- PROBLEM TO SOLVE
In the commit diff below, list every name the line beginning "use store::" imports.

- SOURCE PASSAGE

Restore crash safety for database pruning (sigp#4975)

michaelsproul · web-flow · commit cefe9fdf70d4 · 2023-12-04T17:15:25.000+11:00
* Add some DB sanity checks

* Restore crash safety for database pruning
diff --git a/beacon_node/beacon_chain/src/builder.rs b/beacon_node/beacon_chain/src/builder.rs
@@ -34,7 +34,7 @@ use std::time::Duration;
 use store::{Error as StoreError, HotColdDB, ItemStore, KeyValueStoreOp};
 use task_executor::{ShutdownReason, TaskExecutor};
 use types::{
-    BeaconBlock, BeaconState, ChainSpec, Checkpoint, Epoch, EthSpec, Graffiti, Hash256, Signature,
+    BeaconBlock, BeaconState, ChainSpec, Epoch, EthSpec, Graffiti, Hash256, Signature,
     SignedBeaconBlock, Slot,
 };
 
@@ -559,16 +559,6 @@ where
                 .map_err(|e| format!("Failed to initialize blob info: {:?}", e))?,
         );
 
-        // Store pruning checkpoint to prevent attempting to prune before the anchor state.

Bounding-box records
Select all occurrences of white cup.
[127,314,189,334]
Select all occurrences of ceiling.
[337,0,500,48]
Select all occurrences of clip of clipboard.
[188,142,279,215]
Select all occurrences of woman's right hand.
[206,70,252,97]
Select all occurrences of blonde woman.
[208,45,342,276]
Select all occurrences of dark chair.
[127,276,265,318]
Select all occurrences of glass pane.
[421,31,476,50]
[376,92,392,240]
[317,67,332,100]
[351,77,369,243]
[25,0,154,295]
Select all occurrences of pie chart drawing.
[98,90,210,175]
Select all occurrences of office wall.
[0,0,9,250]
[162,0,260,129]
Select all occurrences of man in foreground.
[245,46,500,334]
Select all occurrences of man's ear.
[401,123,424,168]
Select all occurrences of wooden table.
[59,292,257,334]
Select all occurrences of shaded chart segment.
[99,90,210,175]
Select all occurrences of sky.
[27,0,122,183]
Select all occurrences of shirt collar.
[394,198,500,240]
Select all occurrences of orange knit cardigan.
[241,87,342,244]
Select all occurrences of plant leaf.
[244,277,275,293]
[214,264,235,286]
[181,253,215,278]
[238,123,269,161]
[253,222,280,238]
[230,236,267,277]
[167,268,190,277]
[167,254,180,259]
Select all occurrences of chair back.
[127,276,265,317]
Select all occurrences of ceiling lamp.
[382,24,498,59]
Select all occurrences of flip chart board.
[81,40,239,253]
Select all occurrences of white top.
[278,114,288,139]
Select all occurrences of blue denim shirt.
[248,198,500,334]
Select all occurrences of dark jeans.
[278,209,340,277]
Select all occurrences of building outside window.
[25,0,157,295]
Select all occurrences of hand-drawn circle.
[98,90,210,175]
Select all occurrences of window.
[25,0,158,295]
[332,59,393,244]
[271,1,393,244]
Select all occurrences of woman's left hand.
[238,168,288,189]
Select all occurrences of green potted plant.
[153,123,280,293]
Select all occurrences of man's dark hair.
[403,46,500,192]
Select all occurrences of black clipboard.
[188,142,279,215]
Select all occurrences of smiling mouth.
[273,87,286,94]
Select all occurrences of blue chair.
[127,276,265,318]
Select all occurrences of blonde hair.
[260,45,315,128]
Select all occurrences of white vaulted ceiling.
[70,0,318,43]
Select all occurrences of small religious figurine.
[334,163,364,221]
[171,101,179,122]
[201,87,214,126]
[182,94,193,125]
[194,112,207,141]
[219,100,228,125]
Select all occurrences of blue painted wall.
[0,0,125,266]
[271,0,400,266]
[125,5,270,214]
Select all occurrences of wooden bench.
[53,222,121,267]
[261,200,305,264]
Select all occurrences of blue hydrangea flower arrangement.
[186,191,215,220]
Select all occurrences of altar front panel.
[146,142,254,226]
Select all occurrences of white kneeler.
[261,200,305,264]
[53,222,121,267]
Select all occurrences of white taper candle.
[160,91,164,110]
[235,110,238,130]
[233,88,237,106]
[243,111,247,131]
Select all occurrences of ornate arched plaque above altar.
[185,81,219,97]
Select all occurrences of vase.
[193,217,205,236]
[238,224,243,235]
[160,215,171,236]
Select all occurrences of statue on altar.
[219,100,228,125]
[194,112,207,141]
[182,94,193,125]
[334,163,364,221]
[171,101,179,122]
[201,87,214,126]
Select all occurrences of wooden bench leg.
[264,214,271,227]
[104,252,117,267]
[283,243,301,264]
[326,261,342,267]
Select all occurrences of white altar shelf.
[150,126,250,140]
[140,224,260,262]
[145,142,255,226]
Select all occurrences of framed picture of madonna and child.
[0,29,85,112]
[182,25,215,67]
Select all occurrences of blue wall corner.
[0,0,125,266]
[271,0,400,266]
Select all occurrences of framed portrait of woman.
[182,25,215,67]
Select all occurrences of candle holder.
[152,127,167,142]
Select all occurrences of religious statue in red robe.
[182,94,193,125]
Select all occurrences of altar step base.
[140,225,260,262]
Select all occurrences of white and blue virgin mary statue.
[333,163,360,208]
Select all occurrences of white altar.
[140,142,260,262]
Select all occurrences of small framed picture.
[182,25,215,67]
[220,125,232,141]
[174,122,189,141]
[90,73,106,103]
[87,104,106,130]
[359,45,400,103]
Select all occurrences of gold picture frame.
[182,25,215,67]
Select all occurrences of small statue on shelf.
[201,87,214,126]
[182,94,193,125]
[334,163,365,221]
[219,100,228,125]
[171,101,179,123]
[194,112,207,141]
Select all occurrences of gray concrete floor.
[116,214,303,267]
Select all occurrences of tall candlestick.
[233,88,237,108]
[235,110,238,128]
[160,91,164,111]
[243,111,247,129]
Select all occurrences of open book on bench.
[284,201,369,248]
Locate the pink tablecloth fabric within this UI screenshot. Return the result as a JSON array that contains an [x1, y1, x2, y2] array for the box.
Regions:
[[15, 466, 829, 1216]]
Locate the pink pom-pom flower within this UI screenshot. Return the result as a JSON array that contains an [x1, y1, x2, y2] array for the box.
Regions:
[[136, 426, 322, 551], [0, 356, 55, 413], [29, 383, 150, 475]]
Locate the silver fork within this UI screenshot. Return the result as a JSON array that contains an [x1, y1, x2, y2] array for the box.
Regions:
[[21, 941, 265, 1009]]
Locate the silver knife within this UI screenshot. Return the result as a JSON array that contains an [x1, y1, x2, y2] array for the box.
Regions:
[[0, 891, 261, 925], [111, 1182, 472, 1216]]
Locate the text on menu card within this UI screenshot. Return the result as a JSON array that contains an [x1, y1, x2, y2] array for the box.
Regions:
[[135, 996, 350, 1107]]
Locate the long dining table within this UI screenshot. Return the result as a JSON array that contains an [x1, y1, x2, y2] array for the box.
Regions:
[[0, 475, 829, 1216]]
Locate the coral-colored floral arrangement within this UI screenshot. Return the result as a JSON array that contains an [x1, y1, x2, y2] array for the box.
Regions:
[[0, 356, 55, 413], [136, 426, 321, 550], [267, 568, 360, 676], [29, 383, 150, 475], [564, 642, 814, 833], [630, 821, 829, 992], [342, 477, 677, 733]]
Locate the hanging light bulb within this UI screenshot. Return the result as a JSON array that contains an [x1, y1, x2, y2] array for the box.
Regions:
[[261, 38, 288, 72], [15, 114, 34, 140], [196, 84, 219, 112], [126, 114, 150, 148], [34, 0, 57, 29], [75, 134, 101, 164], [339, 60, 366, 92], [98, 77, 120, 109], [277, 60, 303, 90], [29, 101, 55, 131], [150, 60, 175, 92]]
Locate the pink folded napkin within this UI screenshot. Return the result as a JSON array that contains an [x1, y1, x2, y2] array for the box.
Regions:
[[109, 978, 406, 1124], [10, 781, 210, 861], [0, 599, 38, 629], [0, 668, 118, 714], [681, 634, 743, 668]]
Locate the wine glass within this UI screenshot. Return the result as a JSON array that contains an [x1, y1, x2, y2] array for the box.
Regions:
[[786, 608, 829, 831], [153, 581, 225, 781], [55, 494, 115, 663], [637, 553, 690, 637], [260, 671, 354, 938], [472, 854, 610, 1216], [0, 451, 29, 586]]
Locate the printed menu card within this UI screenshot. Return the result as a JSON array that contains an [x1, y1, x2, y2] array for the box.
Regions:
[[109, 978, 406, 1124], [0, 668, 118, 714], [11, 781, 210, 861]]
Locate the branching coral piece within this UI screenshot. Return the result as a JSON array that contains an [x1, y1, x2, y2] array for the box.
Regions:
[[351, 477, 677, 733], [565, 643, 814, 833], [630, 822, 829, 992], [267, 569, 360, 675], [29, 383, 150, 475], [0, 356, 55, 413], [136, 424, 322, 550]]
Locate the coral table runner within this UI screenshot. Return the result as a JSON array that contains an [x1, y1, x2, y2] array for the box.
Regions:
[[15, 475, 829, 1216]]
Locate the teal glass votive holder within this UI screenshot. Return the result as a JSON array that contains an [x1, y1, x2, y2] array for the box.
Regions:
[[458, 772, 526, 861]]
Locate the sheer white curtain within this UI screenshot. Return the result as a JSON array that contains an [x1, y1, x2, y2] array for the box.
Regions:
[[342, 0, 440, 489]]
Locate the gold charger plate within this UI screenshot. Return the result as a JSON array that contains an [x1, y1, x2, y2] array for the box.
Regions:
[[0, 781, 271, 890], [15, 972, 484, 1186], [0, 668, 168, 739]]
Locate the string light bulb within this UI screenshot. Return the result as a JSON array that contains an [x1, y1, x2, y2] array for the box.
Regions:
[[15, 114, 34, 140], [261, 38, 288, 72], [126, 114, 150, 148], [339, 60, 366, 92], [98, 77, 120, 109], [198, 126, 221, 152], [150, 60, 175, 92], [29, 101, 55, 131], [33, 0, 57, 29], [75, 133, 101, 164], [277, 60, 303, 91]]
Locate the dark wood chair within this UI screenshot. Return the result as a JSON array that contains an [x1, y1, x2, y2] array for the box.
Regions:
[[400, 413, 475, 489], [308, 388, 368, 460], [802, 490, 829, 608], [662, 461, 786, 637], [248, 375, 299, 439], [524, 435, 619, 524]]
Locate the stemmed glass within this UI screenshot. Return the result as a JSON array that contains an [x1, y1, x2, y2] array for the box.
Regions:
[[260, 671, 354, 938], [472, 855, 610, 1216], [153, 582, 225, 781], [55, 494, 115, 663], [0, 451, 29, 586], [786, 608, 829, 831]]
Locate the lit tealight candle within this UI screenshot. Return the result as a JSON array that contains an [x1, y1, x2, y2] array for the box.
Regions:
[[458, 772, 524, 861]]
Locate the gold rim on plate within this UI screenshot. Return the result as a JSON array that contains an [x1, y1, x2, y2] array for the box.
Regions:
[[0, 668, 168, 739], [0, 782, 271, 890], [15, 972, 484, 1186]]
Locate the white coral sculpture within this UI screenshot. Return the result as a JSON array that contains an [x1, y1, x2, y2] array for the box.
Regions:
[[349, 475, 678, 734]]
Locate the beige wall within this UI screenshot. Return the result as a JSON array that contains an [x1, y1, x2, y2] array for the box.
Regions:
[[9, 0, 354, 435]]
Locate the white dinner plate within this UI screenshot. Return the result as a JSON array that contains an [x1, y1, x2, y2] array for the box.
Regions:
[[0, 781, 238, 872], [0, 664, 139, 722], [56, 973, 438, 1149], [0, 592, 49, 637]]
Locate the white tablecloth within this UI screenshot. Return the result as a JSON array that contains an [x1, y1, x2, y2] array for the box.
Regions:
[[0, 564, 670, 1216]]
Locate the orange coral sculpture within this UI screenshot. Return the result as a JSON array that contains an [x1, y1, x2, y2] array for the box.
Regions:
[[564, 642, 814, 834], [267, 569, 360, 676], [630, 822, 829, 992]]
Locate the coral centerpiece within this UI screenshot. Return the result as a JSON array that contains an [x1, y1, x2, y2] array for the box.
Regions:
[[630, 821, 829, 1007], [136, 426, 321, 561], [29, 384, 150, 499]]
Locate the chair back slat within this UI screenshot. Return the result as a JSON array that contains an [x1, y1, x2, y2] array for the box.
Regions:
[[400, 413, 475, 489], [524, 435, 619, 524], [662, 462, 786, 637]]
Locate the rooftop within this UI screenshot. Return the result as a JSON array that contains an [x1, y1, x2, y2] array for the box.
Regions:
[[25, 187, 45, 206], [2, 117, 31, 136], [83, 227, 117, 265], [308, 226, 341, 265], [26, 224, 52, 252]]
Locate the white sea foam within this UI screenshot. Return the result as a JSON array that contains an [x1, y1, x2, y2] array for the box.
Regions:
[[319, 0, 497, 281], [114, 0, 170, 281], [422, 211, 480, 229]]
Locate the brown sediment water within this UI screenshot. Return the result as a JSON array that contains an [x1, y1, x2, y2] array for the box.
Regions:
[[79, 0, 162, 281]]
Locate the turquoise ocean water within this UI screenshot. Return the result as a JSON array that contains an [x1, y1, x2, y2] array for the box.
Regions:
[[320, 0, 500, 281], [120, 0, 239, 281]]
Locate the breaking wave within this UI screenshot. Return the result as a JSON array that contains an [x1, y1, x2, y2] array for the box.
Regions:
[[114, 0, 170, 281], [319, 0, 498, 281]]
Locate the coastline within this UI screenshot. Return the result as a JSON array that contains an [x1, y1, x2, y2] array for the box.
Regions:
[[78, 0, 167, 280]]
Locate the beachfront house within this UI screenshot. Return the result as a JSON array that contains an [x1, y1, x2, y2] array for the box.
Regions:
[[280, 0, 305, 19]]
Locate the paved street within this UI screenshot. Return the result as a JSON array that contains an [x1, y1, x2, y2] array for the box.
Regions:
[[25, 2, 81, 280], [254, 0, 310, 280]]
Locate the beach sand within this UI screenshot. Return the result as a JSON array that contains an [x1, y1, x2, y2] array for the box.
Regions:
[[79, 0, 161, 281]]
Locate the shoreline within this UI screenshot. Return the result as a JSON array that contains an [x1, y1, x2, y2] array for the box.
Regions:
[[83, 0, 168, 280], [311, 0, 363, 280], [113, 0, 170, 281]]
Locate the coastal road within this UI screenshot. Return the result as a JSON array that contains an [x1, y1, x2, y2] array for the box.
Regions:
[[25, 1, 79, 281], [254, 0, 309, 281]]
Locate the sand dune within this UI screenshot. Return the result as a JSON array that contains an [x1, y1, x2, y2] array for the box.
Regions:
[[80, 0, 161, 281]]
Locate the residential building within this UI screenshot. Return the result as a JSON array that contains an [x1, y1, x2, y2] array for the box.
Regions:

- ANSWER TO THE TASK
Error (imported as StoreError), HotColdDB, ItemStore, KeyValueStoreOp